◆ Directive ◆
Images should be left out, and everything else in the listing reproduced exactly.

[Data for this task start]

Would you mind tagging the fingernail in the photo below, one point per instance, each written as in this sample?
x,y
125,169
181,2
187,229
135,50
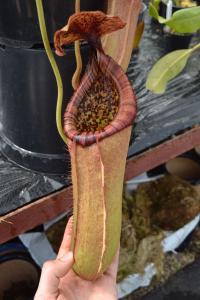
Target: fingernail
x,y
67,257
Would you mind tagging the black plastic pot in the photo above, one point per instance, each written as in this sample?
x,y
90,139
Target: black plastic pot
x,y
19,21
28,96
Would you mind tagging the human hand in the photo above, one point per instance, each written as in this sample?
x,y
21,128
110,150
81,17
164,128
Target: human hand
x,y
59,282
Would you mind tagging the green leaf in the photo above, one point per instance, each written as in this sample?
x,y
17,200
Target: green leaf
x,y
185,20
165,69
153,12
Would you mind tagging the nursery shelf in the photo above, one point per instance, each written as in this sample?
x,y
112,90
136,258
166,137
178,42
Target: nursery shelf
x,y
166,126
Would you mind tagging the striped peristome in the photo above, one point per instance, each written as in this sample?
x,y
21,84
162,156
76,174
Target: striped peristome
x,y
127,104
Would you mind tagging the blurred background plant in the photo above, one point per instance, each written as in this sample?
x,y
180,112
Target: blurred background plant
x,y
183,21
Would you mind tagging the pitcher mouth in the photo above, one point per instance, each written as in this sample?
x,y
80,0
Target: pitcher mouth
x,y
118,111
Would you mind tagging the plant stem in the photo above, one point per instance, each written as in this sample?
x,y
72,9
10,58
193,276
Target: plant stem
x,y
79,65
54,66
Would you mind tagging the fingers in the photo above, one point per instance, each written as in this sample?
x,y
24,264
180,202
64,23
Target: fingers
x,y
112,270
65,245
52,271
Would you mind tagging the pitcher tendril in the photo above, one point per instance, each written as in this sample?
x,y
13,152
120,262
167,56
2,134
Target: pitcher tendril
x,y
54,66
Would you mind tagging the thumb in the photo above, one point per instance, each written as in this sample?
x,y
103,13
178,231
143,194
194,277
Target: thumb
x,y
52,271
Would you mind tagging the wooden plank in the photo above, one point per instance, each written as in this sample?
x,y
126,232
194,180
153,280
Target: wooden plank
x,y
34,214
162,153
49,207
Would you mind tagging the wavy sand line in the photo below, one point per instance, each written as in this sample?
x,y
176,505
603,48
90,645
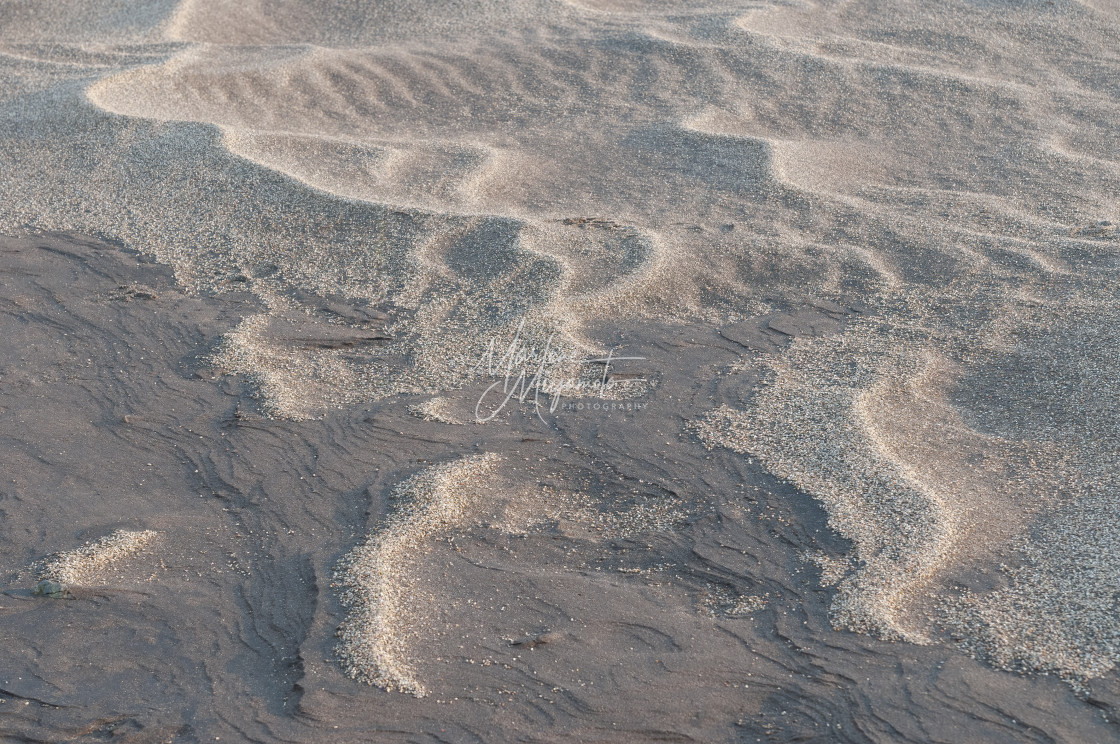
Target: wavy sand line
x,y
374,580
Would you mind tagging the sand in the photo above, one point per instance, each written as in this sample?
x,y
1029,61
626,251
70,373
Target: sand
x,y
864,257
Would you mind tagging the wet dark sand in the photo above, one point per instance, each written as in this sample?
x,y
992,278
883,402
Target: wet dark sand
x,y
225,628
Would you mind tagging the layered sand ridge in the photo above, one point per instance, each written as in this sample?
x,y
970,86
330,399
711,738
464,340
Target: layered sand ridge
x,y
400,184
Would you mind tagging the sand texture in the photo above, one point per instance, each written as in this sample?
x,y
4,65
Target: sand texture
x,y
322,294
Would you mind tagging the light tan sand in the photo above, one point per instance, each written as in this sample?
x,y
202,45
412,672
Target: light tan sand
x,y
374,579
86,565
466,166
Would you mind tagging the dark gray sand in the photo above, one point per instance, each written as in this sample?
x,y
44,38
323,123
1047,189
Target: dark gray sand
x,y
856,481
532,628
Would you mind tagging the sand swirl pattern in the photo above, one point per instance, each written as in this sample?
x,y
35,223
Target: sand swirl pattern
x,y
391,185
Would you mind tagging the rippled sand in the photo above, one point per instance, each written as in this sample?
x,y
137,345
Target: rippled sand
x,y
397,184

[Data for this task end]

◆ Result for this task ◆
Would you mind tagging the fingernail in the photo below, one point per instance, each written as in this sample?
x,y
125,169
181,2
187,229
135,50
Target: fingernail
x,y
67,257
Would you mind tagging the black plastic pot in the photo above, one point per instance, each written as in this sample?
x,y
90,139
Target: black plastic pot
x,y
19,21
28,96
Would you mind tagging the human hand in the photo above, one point per instance, each written as in this sample?
x,y
21,128
110,150
81,17
164,128
Target: human hand
x,y
59,282
Would you mind tagging the green leaf in the photo above, one point per instance, each written as in this sample?
x,y
17,200
Target: green leaf
x,y
185,20
165,69
153,12
Would you mind tagging the nursery shelf in the photo above, one point per instance, each written as in this sample?
x,y
112,90
136,258
166,137
178,42
Target: nursery shelf
x,y
166,126
Would you mind tagging the striped peristome in the photo above, one point per instance, each written as in this sample?
x,y
21,84
162,156
76,174
Target: striped peristome
x,y
127,104
Would you mind tagging the blurred background plant in the photo above, one point per instance, each written as in this sample?
x,y
180,112
Target: blurred background plant
x,y
183,21
Would you mind tagging the pitcher mouth in the photo above, one point per instance, each written as in this sample?
x,y
80,0
Target: pitcher mouth
x,y
118,111
Would you mind tagging the plant stem in the photo above, one point per instance, each written as in this sample?
x,y
72,9
10,58
193,276
Target: plant stem
x,y
79,65
54,66
Would you mind tagging the fingers in the photo above, one point per instance, each written as in this sample?
x,y
24,264
180,202
64,23
Target: fingers
x,y
112,270
65,245
52,271
Would you mind tagging the pitcher tendril in the photo above, one point per instance, each written as in this sample?
x,y
13,152
120,262
167,56
2,134
Target: pitcher tendril
x,y
54,66
Would you mind tagging the thumb in the photo above, one point per instance, each written as in this sample?
x,y
103,13
178,231
143,194
194,277
Target: thumb
x,y
52,271
Would you mind tagging the wooden plank in the photo above, one point per instance, each written as in this sample?
x,y
126,232
194,180
153,280
Target: wooden plank
x,y
34,214
162,153
49,207
Would you mind tagging the wavy sand line in the photo below, one point per instance, each written as in this sample?
x,y
176,505
603,48
90,645
Target: wavy sand line
x,y
374,580
Would you mind tagging the sand in the photo above, one point per instance, each written as in this sample?
x,y
1029,61
626,251
70,373
Target: sand
x,y
864,257
Would you mind tagging the wet dark sand in the photo above, one point per instance, each written as in this sample?
x,y
992,278
883,402
Target: wet dark sand
x,y
225,628
Would you mind tagging the layered sand ridge in the photo above, one point per instance, each written as in this sample?
x,y
970,86
330,399
711,738
464,340
Target: layered sand ridge
x,y
400,184
Would you mind tagging the sand texture in the photo above, one point per instance, each written as in this sample?
x,y
4,65
Target: sand texture
x,y
322,294
Would you mind tagging the light tan sand in the photo above, one point per instance, each written as in this sample?
x,y
202,45
412,672
Target: light tan sand
x,y
374,579
86,565
466,166
Would you mind tagging the dark gray sand in the photo above, one point per instance, each written as in this sample?
x,y
44,38
323,123
1047,189
Target: dark gray sand
x,y
856,481
532,628
Would you mind tagging the sand swirl pattern in the photo above, one point per instance, each written as in this sample?
x,y
35,223
Target: sand swirl pattern
x,y
391,185
Would you mind tagging the rippled sand in the photo above, one point per instance, each written as in this sample?
x,y
137,345
Target: rippled sand
x,y
397,184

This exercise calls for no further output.